Mi memoria da marcha atrás y me veo sentado junto a Mario en una tasca de Sabana Grande, enfrascados en una de nuestras largas y gratas conversas. En mi alforja cargo un ejemplar de la Utopía de Tomas Moore, que sale a flote. Nos quedamos maravillados con la propuesta de traducción que Quevedo le expusiera a Medinilla, su traductor: No hay tal lugar. Y el caso es que, años después, vuelve Mario a darnos cuenta de las peripecias del joven Mauro Zumeta, no sin antes acotarnos que (y cito el preámbulo):
“…La Democracia puede definirse como Quevedo tradujo Utopía: “No hay tal lugar”. Pero a diferencia de Utopía, es un lugar de cuya existencia puede darse fe, pero lo que esa palabra expresa es un ideal inalcanzado.
La Democracia, como la Revolución, puede ser proclamada e instituida legalmente, pero ambos alardes no aseguran su realización. En todo caso, La Democracia de las páginas que siguen es y no es el lugar que mucha gente conoce y mucha más gente desconoce; sólo que La Democracia que muchos quisiéramos no es un punto alguno de la tierra: es una ilusión, es un hecho anhelado, pero ¿será posible?
De esa contradicción entre el lugar llamado con ese nombre y la pretensión espiritual para consagrarla, sobreviven los episodios que en estas páginas intentan describirla, la aluden y tratan de comprenderla, a pesar de la imposibilidad de descifrarla...”
Quisiera rescatar una frase de esta nota introductoria, aquella que nos versa de una pretensión espiritual –antes que intelectual o ideológica- para consagrar a esa utopía que suspira debajo de la noción de democracia. Me parece clave resaltar este apunte y (¿por qué no?) esta apuesta, en tiempos como los que vivimos, en los que con tanto afán se cultivan los credos desleídos.
La Fiesta de La Democracia es, pues, en el más llano sentido de la palabra, una relación de los avatares de Mauro Zumeta, un joven estudiante de periodismo que se ha visto forzado a hacer un alto en el camino, un descanso necesario para, si se quiere, desandar el derrotero andado e iniciar o reiniciar la búsqueda de su propio ombligo. Hay, en su sangre gotas de taimado Lazarillo, pues la picardía no le es ajena o esquiva ni a él, ni a muchos de los personajes que le acompañan en esta suerte de memoria y cuenta en que se va tejiendo el discurso.

■ Registros de una colección de datos:

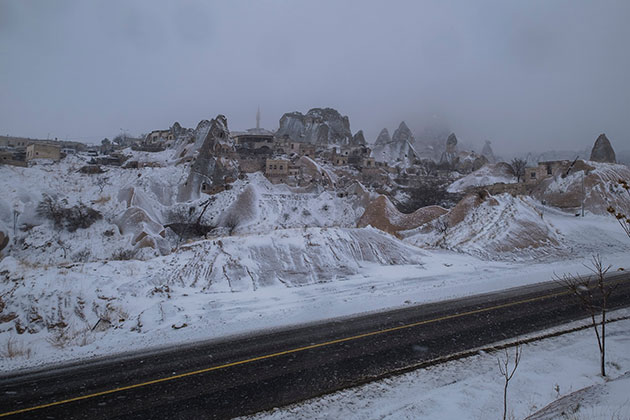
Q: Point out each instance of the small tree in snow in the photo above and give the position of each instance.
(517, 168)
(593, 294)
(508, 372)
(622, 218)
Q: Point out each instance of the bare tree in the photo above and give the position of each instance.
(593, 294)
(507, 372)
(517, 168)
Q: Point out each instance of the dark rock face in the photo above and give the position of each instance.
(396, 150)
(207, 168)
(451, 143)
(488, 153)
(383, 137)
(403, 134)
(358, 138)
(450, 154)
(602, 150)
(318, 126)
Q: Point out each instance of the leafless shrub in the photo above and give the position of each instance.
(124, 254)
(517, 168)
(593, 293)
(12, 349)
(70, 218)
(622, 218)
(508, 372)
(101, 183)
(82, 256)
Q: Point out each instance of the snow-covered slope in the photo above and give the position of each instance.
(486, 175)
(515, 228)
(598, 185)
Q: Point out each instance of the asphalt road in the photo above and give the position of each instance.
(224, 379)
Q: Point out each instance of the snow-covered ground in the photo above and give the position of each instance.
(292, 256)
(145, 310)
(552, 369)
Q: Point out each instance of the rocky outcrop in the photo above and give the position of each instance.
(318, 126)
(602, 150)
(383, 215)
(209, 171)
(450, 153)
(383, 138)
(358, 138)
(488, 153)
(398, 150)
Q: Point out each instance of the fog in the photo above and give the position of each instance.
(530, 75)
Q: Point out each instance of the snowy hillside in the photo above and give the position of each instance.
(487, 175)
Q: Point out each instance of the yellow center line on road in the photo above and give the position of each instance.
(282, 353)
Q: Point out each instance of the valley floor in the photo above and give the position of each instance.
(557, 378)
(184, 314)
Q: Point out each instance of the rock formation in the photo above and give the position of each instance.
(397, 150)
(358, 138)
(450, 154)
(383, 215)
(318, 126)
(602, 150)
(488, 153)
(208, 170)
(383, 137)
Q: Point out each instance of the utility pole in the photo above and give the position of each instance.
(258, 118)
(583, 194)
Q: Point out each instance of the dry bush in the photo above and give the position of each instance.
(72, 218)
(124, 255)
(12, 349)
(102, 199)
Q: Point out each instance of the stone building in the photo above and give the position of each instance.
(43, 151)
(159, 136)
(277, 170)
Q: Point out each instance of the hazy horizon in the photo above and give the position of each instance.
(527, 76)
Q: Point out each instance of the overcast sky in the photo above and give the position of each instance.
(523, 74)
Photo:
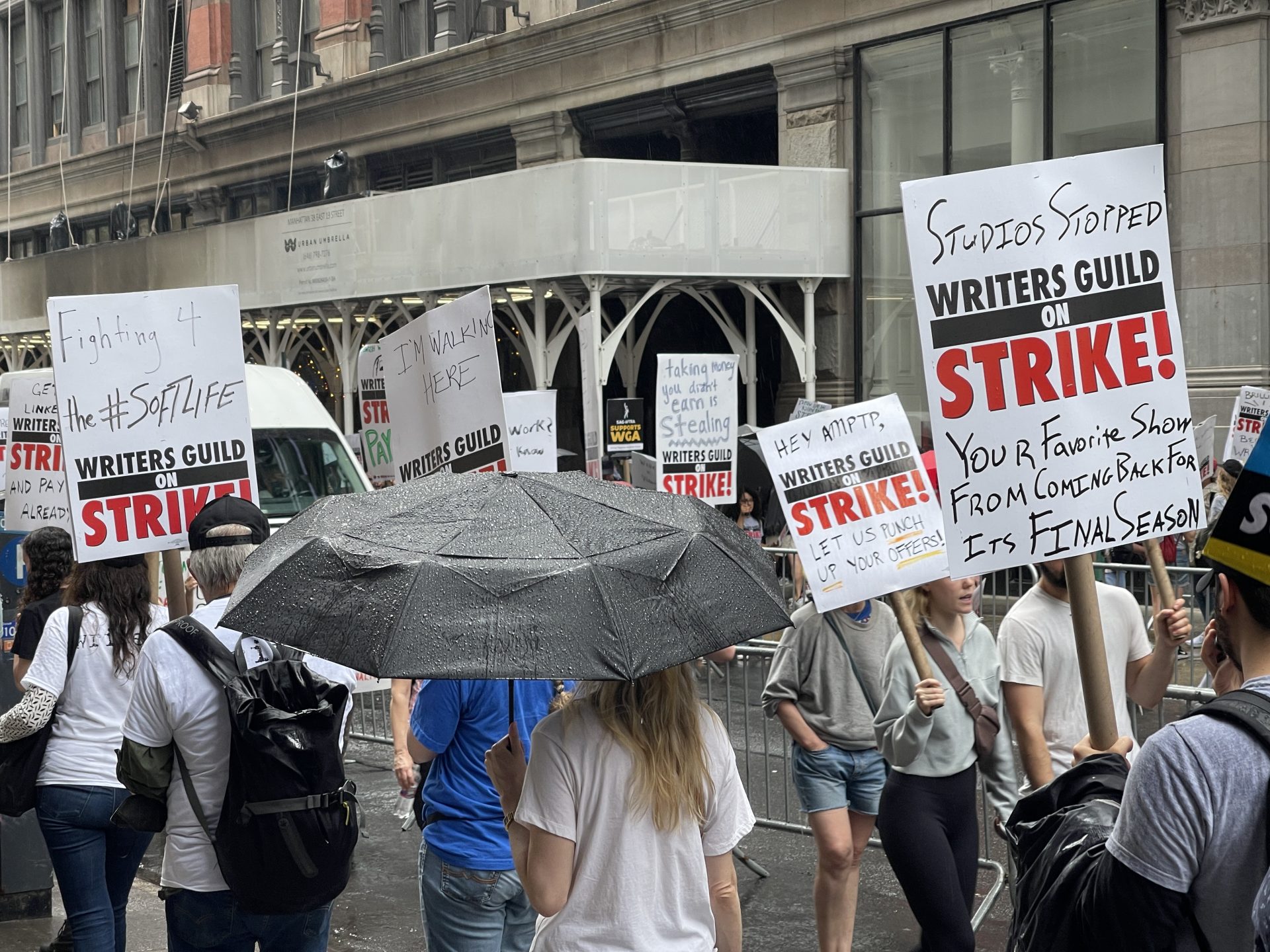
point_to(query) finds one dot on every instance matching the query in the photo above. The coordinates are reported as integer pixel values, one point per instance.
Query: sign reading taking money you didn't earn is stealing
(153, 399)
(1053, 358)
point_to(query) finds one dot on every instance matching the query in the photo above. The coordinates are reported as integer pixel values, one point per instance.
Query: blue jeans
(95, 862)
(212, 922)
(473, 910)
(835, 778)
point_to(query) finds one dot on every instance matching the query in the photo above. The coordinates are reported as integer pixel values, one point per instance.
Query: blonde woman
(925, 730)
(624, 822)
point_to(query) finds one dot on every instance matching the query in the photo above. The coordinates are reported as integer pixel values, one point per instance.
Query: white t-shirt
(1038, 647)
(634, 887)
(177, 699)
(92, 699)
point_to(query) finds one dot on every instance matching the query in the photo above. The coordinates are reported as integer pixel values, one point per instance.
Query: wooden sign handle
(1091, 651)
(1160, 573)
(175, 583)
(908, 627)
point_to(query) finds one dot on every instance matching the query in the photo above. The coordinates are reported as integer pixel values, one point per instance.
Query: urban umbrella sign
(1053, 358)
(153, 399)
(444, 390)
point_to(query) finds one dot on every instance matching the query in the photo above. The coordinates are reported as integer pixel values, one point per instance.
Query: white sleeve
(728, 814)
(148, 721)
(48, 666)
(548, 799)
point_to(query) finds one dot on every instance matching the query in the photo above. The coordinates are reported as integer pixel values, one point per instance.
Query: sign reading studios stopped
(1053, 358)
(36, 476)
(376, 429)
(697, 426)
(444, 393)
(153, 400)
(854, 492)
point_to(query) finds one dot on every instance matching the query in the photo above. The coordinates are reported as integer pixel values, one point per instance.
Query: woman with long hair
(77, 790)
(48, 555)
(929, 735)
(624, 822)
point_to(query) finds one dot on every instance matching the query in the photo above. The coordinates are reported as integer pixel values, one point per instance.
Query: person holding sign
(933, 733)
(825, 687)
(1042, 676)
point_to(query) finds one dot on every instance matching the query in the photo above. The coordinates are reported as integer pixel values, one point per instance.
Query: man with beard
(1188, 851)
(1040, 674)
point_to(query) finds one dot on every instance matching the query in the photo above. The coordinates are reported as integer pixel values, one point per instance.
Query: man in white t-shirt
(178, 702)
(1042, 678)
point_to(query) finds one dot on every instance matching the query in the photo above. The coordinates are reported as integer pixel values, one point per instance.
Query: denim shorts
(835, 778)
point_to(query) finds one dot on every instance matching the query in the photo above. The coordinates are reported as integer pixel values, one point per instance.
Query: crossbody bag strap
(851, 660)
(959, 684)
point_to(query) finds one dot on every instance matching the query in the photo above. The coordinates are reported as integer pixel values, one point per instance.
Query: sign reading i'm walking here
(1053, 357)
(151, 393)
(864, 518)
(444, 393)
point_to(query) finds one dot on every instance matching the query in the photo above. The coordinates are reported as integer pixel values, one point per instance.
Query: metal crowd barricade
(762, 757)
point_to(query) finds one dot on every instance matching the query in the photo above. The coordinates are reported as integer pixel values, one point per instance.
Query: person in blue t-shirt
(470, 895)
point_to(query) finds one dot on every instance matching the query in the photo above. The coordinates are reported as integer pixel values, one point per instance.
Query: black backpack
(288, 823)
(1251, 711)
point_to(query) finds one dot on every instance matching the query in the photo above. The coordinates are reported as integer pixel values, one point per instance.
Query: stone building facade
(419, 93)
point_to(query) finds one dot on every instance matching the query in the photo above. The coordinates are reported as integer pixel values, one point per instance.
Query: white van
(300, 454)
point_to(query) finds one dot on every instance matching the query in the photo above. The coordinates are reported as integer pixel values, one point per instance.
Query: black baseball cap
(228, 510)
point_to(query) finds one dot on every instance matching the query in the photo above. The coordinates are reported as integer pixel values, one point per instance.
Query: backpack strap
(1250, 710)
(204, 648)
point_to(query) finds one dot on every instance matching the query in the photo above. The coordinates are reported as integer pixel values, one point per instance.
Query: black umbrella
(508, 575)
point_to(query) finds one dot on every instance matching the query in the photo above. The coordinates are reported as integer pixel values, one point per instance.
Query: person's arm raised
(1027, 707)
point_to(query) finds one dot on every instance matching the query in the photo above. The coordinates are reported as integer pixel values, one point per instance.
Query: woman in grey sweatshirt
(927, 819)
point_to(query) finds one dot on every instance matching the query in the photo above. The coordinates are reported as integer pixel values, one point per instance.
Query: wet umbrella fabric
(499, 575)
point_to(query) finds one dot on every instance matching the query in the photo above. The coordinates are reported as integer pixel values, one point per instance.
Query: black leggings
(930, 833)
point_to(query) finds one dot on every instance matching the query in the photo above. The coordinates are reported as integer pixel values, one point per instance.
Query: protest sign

■ Tareas:
1. Transcribe del fragmento sobre La Fiesta de La Democracia el pasaje que comienza en "Mi memoria da" y termina en "un ideal inalcanzado.".
2. Responde estas preguntas sobre el fragmento de La Fiesta de La Democracia:
(a) ¿En qué tipo de local de Sabana Grande tiene lugar la conversación con Mario que se recuerda?
(b) ¿Qué traducción de Utopía le propuso Quevedo a Medinilla?
(c) ¿Qué carrera estudia Mauro Zumeta?

■ Respuestas:
1.
Mi memoria da marcha atrás y me veo sentado junto a Mario en una tasca de Sabana Grande, enfrascados en una de nuestras largas y gratas conversas. En mi alforja cargo un ejemplar de la Utopía de Tomas Moore, que sale a flote. Nos quedamos maravillados con la propuesta de traducción que Quevedo le expusiera a Medinilla, su traductor: No hay tal lugar. Y el caso es que, años después, vuelve Mario a darnos cuenta de las peripecias del joven Mauro Zumeta, no sin antes acotarnos que (y cito el preámbulo):
“…La Democracia puede definirse como Quevedo tradujo Utopía: “No hay tal lugar”. Pero a diferencia de Utopía, es un lugar de cuya existencia puede darse fe, pero lo que esa palabra expresa es un ideal inalcanzado.

2.
(a) En una tasca.
(b) "No hay tal lugar".
(c) Periodismo.